→ **Problem details**: Please reproduce the entries below, substituting "larva" for every "caterpillar" and leaving everything else unchanged.

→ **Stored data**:
◇ ◇ ◇

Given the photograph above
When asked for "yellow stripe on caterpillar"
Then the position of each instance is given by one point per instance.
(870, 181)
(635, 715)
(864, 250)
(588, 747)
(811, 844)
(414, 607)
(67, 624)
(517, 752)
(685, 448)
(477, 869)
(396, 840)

◇ ◇ ◇

→ **Solution**:
Given the photograph above
When asked for "yellow stripe on larva"
Then the position of each instance is given by one point per instance.
(870, 181)
(635, 715)
(864, 250)
(588, 747)
(811, 844)
(414, 607)
(67, 624)
(517, 752)
(685, 448)
(477, 869)
(396, 840)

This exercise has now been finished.